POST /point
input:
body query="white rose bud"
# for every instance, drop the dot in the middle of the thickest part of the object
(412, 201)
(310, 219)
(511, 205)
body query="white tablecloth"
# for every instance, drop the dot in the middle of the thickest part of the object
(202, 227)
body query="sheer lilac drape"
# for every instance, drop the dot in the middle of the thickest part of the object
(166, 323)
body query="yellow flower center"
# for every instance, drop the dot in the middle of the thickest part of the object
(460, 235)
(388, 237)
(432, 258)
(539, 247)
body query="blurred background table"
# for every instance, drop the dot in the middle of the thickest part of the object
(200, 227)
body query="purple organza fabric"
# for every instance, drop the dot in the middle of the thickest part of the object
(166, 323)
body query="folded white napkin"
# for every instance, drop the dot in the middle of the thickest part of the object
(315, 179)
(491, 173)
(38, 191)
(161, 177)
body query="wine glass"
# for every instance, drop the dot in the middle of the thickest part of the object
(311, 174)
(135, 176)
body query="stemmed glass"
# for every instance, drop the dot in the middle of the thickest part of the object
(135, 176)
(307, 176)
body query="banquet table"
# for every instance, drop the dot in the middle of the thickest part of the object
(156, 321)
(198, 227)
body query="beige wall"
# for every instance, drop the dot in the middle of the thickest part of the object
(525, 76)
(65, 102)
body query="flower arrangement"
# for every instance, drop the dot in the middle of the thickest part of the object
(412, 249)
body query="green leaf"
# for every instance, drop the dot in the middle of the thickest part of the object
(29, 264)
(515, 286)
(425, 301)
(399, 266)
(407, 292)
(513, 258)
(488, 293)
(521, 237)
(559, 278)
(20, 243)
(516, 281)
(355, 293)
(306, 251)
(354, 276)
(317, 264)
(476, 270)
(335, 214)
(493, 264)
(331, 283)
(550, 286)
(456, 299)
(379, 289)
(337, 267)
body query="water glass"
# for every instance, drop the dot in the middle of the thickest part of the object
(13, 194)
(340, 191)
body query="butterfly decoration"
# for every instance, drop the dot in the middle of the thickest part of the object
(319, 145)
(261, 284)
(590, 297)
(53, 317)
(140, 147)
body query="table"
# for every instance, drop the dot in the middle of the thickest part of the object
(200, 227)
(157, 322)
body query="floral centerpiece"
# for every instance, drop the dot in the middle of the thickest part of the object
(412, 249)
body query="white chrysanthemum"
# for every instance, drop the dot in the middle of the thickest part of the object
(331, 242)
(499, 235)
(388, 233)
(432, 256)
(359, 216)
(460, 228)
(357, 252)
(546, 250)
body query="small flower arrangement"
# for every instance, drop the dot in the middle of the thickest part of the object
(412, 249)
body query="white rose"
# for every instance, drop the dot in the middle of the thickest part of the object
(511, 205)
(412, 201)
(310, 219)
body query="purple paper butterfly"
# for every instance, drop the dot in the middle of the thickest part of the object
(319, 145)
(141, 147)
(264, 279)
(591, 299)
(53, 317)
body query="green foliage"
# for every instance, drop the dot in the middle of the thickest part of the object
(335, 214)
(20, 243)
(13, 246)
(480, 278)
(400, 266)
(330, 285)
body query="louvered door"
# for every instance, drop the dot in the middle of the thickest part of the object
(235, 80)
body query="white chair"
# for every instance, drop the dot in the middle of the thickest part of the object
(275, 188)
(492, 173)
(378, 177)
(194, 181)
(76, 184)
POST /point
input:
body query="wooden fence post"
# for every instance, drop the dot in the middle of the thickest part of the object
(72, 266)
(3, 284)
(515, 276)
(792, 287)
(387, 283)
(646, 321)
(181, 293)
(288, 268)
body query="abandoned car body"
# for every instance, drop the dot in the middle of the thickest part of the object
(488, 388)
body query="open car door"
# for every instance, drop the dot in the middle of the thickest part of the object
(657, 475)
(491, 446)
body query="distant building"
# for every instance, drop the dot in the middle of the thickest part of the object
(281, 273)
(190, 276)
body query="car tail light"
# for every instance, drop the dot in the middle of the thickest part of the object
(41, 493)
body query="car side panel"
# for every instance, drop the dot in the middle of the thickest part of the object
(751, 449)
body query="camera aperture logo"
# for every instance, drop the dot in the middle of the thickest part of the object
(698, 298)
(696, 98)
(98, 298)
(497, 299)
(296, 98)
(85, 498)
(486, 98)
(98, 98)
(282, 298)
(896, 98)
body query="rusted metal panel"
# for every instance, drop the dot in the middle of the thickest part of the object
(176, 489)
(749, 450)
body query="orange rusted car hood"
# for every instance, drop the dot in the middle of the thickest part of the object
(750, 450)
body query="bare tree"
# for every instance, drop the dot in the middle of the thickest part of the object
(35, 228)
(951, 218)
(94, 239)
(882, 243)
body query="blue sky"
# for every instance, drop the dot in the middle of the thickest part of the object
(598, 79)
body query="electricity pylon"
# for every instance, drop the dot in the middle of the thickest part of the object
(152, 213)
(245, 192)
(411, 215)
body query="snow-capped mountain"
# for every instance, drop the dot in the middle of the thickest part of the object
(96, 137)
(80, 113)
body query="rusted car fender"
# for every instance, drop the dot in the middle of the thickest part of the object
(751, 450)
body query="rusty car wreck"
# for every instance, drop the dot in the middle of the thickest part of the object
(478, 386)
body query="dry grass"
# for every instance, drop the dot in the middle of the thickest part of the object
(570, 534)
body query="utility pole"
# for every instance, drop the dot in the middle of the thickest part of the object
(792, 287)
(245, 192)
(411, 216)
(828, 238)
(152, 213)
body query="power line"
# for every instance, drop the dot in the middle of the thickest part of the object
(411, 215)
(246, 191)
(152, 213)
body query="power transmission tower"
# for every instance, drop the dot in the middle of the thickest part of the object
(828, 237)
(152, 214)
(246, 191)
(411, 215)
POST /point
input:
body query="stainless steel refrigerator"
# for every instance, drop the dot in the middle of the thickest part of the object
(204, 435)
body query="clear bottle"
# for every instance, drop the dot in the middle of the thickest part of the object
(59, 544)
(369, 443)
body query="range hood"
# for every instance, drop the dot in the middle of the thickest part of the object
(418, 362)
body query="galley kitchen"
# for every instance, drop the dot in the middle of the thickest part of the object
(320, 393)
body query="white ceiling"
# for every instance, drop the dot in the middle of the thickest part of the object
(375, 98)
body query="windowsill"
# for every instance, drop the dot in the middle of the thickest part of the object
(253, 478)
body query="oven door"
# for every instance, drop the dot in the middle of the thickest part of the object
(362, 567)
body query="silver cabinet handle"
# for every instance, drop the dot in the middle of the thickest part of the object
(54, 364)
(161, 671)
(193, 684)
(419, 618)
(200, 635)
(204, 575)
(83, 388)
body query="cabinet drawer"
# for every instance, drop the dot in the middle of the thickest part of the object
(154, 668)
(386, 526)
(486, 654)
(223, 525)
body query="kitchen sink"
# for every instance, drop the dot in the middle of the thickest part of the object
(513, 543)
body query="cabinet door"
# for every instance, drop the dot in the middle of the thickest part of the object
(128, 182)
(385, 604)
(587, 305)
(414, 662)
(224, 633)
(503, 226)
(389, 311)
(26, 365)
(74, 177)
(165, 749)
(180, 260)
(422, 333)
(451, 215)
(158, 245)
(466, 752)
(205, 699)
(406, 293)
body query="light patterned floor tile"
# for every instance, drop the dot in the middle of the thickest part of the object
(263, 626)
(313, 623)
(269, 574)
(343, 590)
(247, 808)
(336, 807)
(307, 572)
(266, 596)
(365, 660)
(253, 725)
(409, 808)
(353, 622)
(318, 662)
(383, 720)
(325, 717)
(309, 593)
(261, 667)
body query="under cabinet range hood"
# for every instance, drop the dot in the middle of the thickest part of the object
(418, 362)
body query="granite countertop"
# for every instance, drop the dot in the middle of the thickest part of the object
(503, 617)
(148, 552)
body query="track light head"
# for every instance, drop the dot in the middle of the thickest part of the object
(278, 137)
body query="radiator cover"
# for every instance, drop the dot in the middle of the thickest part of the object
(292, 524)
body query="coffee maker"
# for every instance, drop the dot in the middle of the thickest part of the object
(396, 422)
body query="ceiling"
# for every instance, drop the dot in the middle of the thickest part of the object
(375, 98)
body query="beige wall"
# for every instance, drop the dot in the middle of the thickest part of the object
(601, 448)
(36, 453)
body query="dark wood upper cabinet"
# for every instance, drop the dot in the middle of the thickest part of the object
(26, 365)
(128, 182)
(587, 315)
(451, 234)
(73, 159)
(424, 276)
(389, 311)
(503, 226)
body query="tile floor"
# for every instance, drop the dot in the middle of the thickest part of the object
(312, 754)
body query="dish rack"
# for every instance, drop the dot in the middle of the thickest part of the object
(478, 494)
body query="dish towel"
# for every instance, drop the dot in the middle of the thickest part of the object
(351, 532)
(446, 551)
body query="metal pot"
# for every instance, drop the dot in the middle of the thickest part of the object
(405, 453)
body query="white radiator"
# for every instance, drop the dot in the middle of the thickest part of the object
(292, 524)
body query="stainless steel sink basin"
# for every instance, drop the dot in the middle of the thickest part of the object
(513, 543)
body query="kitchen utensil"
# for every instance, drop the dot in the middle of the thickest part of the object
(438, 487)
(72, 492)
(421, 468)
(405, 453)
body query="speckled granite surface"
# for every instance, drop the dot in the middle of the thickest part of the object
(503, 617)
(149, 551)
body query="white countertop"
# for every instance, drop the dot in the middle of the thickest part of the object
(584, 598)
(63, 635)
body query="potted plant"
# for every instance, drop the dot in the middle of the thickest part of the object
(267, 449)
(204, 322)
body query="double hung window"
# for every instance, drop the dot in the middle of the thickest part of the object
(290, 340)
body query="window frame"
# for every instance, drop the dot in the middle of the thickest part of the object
########
▶ _Task description_
Check each line of the data above for the word "ceiling" and copy the ones where it is found.

▶ _Result of the exercise_
body query="white ceiling"
body query="ceiling"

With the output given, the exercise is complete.